## Your task
From the Reuters story on Cubans and the U.S. election, list each Cuban it names, with the description the story gives of that person.

[Text provided — start]

- Title: Cubans favour Clinton win ahead of U.S. elections
- Date: 7th November 2016
- Summary: HAVANA, CUBA (NOVEMBER 4, 2016) (REUTERS) YOUNGSTERS WAVING CUBAN FLAGS PEOPLE ATTENDING EVENT AGAINST NEOLIBERALISM, CROWD SHOUTING SLOGANS IN UNISON
- Embargoed: 22nd November 2016 16:22
- Keywords: Cuba U.S. elections expectations embargo relations
- Location: HAVANA, CUBA
- City: HAVANA, CUBA
- Country: Cuba
- Topics: Government/Politics
- Reuters ID: LVA00157G5MBR
- Aspect Ratio: 16:9
- Story Text:With just one day until the United States votes for a new president, Cubans living on the island weigh up the impact of a new administration on the financial fortunes on the Caribbean island and the future of the US embargo on Havana.
In 2014, Cuba and the United States announced a detente between the former Cold War allies.
But while U.S. President Barack Obama has loosened the U.S. trade embargo on Cuba, the Republican-controlled Congress has not heeded his calls to end it. Coupled with Cuba's internal politics and bureaucracy, that means serious opportunities on the large island close to Florida remain a struggle for most U.S. companies.
At an event held against neoliberalism, a Cuban university student of Philosophy and History, Eric Torres, told Reuters that the opening up of ties between the two nations is unstoppable.
"It doesn't matter who wins. American policy is subject to many pre-conditions. I think the situation with Cuba is already unstoppable. I think there is an awareness in those circles of U.S. power of a policy which is in disuse, which does not work for the island, with Cuba and I think that neither of the two contenders will change that," said Torres.
In September, Republican candidate Donald Trump said that, if elected, he would seek to reverse Obama's moves to open relations with Cuba unless the leaders there allowed religious freedoms and freed political prisoners.
In contrast, Democrat Hillary Clinton has urged Congress to end the longstanding U.S. trade embargo against Cuba, calling it a "failed policy" that had done little or nothing to foster change on the island.
Teresa Perez, who practices Santeria religion, shuffled her fortune cards and predicted Clinton would be the winner.
"Clinton is the best. Clinton is the best. Clinton will be the winner, because then we Cubans pray peace, pray for tranquility, for good things to come for the world," said Perez.
Undergraduates at University of Havana all agreed, Clinton, would be by far the better option for the island.
Cuban Law student, Vladimir Mora, said that Clinton's commitment to Obama's cause is clearer than Trump's.

[Text provided — finish]
[Records supplied — start]

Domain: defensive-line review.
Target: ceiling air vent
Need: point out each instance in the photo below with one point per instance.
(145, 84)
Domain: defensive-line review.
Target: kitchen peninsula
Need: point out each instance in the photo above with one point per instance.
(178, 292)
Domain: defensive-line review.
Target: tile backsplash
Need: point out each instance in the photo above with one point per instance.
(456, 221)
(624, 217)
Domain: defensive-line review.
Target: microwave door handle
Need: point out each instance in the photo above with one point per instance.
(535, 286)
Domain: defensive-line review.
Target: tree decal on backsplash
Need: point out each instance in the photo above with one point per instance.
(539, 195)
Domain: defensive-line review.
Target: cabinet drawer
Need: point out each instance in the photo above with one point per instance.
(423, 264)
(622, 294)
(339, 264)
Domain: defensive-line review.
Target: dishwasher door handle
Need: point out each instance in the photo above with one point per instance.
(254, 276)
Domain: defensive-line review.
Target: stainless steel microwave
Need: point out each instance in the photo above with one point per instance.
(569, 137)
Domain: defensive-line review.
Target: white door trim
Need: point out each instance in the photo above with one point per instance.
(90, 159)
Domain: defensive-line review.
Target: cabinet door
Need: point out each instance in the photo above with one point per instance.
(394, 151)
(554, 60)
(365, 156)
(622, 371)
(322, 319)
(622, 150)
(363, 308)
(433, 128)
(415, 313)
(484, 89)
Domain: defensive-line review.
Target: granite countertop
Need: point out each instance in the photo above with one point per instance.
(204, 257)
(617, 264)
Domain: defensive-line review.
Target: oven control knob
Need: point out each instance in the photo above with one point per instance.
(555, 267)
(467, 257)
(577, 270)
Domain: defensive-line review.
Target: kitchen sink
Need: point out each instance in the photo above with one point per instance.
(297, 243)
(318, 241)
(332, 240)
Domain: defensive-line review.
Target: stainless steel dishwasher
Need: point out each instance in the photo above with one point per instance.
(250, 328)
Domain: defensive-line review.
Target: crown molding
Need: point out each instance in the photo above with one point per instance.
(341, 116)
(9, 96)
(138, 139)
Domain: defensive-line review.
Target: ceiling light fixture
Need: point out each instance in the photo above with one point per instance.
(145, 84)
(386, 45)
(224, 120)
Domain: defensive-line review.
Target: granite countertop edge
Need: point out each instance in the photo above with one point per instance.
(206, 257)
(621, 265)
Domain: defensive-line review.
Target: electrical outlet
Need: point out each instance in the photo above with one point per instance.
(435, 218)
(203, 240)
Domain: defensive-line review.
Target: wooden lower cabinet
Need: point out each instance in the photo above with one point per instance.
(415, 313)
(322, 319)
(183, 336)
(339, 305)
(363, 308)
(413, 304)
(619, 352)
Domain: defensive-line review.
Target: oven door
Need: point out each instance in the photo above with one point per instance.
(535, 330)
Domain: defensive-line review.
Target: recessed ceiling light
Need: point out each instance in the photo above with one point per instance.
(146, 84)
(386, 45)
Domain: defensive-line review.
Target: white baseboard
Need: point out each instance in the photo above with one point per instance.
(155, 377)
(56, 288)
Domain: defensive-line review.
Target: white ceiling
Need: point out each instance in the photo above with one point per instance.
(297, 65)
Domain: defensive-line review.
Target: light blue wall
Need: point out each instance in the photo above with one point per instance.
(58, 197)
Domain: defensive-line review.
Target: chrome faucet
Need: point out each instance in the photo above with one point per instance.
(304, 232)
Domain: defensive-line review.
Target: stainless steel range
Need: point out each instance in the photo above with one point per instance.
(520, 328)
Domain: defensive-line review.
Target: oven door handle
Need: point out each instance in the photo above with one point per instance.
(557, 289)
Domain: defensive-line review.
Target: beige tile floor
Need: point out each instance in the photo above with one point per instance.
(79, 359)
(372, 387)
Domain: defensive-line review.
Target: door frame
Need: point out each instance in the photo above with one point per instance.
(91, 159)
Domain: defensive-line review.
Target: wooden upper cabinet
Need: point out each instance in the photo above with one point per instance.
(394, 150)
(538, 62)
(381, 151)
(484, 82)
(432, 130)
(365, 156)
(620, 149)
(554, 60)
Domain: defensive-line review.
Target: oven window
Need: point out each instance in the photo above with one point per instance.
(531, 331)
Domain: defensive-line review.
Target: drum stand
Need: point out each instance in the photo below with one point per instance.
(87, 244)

[Records supplied — finish]

## Finished exercise
- Eric Torres: a Cuban university student of Philosophy and History
- Teresa Perez: a practitioner of the Santeria religion who shuffled her fortune cards and predicted Clinton would win
- Vladimir Mora: a Cuban Law student